Referring expression pointing data:

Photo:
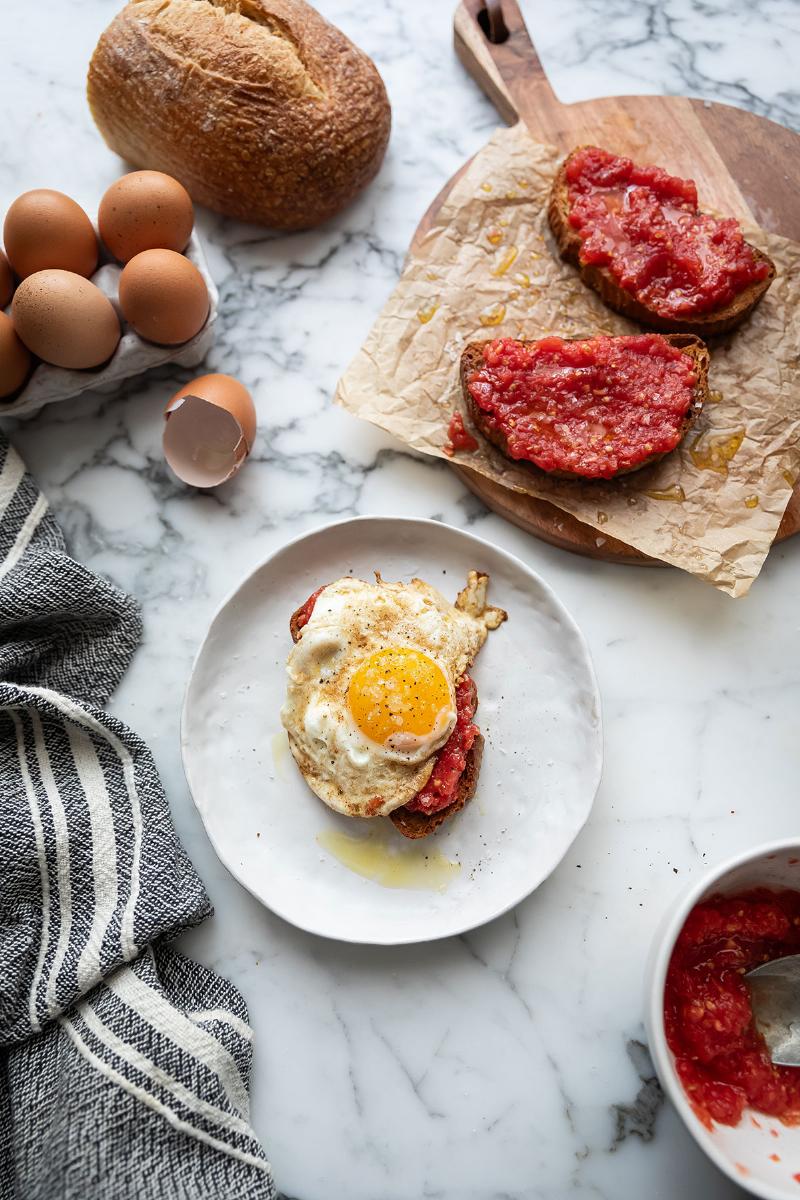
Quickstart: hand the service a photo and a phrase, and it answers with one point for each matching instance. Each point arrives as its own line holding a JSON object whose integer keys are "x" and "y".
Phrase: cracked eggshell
{"x": 209, "y": 431}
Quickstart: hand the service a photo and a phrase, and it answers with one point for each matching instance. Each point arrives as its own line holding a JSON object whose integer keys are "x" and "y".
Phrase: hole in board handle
{"x": 492, "y": 22}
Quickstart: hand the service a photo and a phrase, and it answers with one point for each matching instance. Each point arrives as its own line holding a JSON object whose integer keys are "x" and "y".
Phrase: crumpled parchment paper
{"x": 488, "y": 268}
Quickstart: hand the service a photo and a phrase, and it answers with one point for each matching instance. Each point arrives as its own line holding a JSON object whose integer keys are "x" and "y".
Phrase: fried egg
{"x": 371, "y": 694}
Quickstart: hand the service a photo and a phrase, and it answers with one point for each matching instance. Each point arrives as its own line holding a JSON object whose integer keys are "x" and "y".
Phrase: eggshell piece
{"x": 145, "y": 210}
{"x": 65, "y": 319}
{"x": 46, "y": 229}
{"x": 204, "y": 444}
{"x": 6, "y": 281}
{"x": 163, "y": 297}
{"x": 14, "y": 358}
{"x": 226, "y": 393}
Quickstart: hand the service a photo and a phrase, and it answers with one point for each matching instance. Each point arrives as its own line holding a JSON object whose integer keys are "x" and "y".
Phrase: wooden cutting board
{"x": 743, "y": 165}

## What is being asked
All of the entries above should be copied exactly, except for the pictures.

## Solution below
Photo:
Quickstart: hand the service a photo and a phrase, and it answers with one point for each matching instance. Each point arrives as its own line holding a JSON object whose integer keys are "x" and "y".
Phrase: cracked eggshell
{"x": 209, "y": 431}
Quickstart: hand the service a photo and a phrase, and it answers with one point for each matching instance. Each point arrives as its own line holding a JSON object whose integer keys are "x" and "y".
Phrase: hole in board handle
{"x": 492, "y": 22}
Quickstart: hand the service a photo and a phrase, and it answers with one point for each matching instance. Each point arrives as its own line holding a JSON object whose integer keys are "x" and "y".
Phrase: crumpled parchment paper
{"x": 488, "y": 268}
Quickstart: hand the service a photo and a phrase, and it answers with one point for each matching instance. Each point arrives as its own line holding a JSON object whose integer keys are "x" and "y".
Phrase: fried egg
{"x": 371, "y": 694}
Quickstart: hand the service a photo and a phrase, and it answers with one point for each matching instance. Each point arrives as its own line holding a JSON object whose integer keys are "x" and "y".
Phrase: eggshell piece
{"x": 145, "y": 210}
{"x": 65, "y": 319}
{"x": 46, "y": 229}
{"x": 204, "y": 444}
{"x": 6, "y": 281}
{"x": 163, "y": 297}
{"x": 14, "y": 358}
{"x": 226, "y": 393}
Quickstart: hand the service a photo and a phrase, and it answers with one point for each matching instance. Each point arrives as its own line holding a JSON object whose integer keys are "x" and "y".
Phrase: wooden cutting board
{"x": 743, "y": 165}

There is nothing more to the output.